Poliziotto di Rebibbia si toglie la vita: "Il sesto suicidio dal 2013"

A commentare l'accaduto il segretario dell'Osapp, Leo Beneduci. "Per quanto dietro al gesto estremo ci siano certamente sofferenze personali, lavorare in carcere è al limite del sopportabile"

Lo hanno trovato morto dopo cinque giorni nella sua abitazione a Marcellina. Un altro agente di polizia penitenziaria  che si toglie la vita, il sesto caso nel 2013. Dietro il gesto estremo certamente motivazioni personali inerenti alla sfera privata della vittima. Ma il caso fa da spia, l'ennesima, di un disagio comprovato e denunciato da più parti. 

Il poliziotto lavorava nel carcere di Rebibbia, dove sono impiegati 660 agenti contro gli 860 previsti dalle normative. Il dato, che testimonia di un organico sottodimensionato, ci viene fornito dall'Osapp (Organizzazione Sindacale Autonoma Polizia Penitenziaria), che commenta l'accaduto.

[Voci di annotazione delle regioni]

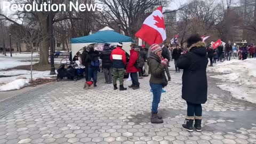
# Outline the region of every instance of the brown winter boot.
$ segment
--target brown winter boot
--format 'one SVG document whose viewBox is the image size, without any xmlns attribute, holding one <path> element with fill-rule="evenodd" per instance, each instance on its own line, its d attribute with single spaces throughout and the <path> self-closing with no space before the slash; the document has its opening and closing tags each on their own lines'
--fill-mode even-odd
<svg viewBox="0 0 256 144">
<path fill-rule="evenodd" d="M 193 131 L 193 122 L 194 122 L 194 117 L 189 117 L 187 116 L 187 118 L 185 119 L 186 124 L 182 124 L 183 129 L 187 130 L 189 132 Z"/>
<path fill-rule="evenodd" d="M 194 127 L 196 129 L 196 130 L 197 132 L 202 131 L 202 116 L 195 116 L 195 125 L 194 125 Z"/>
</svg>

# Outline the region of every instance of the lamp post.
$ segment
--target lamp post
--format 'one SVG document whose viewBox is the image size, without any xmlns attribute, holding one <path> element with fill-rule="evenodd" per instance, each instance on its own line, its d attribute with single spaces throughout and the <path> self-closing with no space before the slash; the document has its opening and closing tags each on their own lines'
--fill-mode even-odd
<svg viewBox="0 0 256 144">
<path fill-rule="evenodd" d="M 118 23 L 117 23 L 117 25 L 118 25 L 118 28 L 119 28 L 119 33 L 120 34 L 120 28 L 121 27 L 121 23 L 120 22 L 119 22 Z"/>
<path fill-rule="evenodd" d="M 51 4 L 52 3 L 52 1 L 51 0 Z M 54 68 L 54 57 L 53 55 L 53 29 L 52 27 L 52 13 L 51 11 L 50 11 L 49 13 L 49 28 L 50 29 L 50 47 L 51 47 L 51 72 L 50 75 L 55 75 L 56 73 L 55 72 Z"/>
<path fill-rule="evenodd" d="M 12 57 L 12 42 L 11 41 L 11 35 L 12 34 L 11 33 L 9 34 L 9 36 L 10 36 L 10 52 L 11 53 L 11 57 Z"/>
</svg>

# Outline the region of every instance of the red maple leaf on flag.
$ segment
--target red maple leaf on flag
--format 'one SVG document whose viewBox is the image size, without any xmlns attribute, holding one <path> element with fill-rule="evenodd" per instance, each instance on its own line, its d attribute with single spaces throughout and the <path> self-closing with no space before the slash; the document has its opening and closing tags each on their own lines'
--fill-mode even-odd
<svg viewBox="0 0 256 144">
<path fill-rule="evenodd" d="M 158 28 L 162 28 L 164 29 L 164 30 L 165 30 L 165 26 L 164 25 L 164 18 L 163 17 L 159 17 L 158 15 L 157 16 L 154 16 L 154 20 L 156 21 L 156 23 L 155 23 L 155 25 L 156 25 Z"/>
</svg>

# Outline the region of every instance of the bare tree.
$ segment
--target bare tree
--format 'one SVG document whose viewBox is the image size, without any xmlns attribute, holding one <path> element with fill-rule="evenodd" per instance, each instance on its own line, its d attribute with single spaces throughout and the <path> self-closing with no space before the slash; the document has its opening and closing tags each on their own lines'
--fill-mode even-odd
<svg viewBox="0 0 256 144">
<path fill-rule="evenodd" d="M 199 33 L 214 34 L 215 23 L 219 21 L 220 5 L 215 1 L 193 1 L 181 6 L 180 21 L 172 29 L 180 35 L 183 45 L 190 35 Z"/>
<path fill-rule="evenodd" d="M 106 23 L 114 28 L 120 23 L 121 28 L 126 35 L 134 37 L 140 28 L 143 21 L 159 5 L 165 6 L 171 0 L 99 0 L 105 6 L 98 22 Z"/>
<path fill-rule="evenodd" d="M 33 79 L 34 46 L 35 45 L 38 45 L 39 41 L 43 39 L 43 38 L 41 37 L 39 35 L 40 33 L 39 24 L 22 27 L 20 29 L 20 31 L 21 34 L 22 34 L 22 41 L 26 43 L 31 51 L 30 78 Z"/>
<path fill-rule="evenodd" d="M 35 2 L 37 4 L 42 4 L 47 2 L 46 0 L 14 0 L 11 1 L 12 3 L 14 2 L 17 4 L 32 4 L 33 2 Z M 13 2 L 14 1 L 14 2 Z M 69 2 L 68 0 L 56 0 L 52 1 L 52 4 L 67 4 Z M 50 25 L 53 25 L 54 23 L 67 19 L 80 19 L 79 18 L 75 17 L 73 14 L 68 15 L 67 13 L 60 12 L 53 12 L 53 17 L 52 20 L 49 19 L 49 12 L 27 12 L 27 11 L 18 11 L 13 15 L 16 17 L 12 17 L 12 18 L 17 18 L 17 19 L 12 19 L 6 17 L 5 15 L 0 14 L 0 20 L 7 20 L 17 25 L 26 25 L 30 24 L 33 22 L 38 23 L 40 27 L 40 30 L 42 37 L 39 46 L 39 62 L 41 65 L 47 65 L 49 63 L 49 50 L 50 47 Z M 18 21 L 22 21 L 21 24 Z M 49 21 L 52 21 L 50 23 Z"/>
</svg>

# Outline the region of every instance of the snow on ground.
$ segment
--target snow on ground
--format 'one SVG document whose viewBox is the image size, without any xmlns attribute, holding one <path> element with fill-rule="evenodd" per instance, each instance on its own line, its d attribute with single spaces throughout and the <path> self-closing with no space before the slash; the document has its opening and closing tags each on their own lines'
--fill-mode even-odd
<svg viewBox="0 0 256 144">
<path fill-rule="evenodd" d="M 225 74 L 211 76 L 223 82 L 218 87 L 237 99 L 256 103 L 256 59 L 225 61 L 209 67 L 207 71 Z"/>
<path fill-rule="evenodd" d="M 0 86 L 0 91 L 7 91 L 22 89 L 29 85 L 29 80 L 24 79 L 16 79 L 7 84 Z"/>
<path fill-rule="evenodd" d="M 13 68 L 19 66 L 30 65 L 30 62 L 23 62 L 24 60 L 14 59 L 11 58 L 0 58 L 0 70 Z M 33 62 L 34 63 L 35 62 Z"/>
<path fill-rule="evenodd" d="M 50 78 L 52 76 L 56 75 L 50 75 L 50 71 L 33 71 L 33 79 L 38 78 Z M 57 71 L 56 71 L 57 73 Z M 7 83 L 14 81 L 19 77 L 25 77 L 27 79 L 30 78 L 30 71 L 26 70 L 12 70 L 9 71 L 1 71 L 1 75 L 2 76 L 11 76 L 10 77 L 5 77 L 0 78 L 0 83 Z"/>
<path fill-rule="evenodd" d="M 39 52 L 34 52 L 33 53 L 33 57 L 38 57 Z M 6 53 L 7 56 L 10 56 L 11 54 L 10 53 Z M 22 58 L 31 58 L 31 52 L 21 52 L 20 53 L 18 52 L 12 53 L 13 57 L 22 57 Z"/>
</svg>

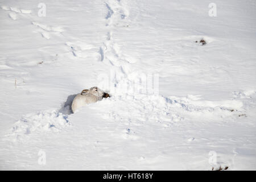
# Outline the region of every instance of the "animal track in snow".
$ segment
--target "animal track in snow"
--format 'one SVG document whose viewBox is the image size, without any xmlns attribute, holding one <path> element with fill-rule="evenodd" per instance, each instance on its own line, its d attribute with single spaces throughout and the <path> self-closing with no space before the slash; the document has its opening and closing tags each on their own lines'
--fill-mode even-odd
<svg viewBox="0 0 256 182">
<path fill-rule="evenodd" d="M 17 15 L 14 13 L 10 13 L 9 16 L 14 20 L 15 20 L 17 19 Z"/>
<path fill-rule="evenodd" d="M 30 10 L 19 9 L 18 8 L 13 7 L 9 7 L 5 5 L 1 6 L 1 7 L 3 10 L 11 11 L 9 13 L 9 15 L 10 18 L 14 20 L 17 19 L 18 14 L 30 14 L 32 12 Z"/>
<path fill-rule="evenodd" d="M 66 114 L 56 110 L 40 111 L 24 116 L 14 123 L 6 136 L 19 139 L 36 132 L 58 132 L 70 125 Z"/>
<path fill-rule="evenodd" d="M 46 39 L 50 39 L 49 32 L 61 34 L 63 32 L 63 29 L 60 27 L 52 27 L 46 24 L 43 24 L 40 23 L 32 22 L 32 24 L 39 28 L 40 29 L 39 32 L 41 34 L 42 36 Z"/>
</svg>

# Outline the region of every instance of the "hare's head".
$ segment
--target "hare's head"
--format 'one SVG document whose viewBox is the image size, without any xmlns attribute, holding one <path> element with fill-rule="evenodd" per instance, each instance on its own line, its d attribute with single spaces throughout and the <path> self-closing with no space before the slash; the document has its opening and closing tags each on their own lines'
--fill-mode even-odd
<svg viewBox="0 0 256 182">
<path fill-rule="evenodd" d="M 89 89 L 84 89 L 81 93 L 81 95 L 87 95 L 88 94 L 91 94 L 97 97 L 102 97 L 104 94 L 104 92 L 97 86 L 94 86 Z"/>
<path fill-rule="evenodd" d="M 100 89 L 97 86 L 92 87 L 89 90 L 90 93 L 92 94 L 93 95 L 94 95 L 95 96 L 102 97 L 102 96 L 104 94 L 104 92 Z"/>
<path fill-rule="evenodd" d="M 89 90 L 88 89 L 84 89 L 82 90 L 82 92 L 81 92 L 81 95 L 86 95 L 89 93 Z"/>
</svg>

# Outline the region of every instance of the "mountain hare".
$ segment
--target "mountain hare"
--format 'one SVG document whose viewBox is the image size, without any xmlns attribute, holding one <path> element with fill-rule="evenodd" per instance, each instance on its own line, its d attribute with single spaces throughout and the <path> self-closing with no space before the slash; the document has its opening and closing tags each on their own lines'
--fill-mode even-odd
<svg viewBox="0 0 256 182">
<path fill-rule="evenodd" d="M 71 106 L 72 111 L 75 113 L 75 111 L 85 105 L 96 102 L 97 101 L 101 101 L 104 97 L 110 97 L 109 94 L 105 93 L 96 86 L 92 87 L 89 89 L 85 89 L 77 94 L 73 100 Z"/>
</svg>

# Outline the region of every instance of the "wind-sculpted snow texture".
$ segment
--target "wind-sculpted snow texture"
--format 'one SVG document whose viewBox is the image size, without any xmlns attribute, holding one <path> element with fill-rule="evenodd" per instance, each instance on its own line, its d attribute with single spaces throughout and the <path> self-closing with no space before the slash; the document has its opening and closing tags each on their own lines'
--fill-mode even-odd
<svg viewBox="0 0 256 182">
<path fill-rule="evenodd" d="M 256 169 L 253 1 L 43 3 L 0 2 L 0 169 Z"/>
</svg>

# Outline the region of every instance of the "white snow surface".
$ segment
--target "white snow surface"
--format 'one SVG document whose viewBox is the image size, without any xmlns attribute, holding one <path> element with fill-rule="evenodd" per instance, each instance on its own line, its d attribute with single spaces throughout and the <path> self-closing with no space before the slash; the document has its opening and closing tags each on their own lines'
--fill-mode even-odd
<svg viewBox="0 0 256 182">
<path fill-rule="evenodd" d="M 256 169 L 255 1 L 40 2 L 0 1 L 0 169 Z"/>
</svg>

**Consegna A**
Modifica l'articolo sul poliziotto di Rebibbia riscrivendo tutto da "Poliziotto di Rebibbia" fino a "da più parti.", con "abitazione" sostituito da "casa".
**Consegna B**
Prosegui l'articolo sul poliziotto di Rebibbia dopo la sua ultima frase.

**Risposta A**
Poliziotto di Rebibbia si toglie la vita: "Il sesto suicidio dal 2013"

A commentare l'accaduto il segretario dell'Osapp, Leo Beneduci. "Per quanto dietro al gesto estremo ci siano certamente sofferenze personali, lavorare in carcere è al limite del sopportabile"

Lo hanno trovato morto dopo cinque giorni nella sua casa a Marcellina. Un altro agente di polizia penitenziaria  che si toglie la vita, il sesto caso nel 2013. Dietro il gesto estremo certamente motivazioni personali inerenti alla sfera privata della vittima. Ma il caso fa da spia, l'ennesima, di un disagio comprovato e denunciato da più parti.

**Risposta B**
"Lavorare in carcere certo non aiuta eventuali sofferenze private - spiega il segretario Leo Beneduci - il corpo degli agenti penitenziari è completamente abbandonato e disorganizzato, le istituzioni non intervengono da anni, è dal 1992 che il corpo non viene riformato". Un lavoro ingrato e non riconosciuto "nonostante la sua funzione rieducativa, unica nei corpi di polizia". 

Il problema fondamentale riguarda il numero di poliziotti, nettamente inferiore alle necessità. "Come già detto non abbiamo aumenti di organico dagli anni '90, il tutto in concomitanze con i tagli agli stipendi e ai posti ricoperti da funzionari di alto profilo, come ad esempio gli educatori". Vuoto spesso colmato dagli stessi baschi azzurri. 

E se i detenuti hanno percentuali di suicidio che superano del 20% quelle di un normale cittadino, anche i numeri che toccano gli agenti non sono da sottovalutare, "il 6 - 7% in più". Per non parlare dei tanti casi di ricoveri legati a patologie di natura psichica.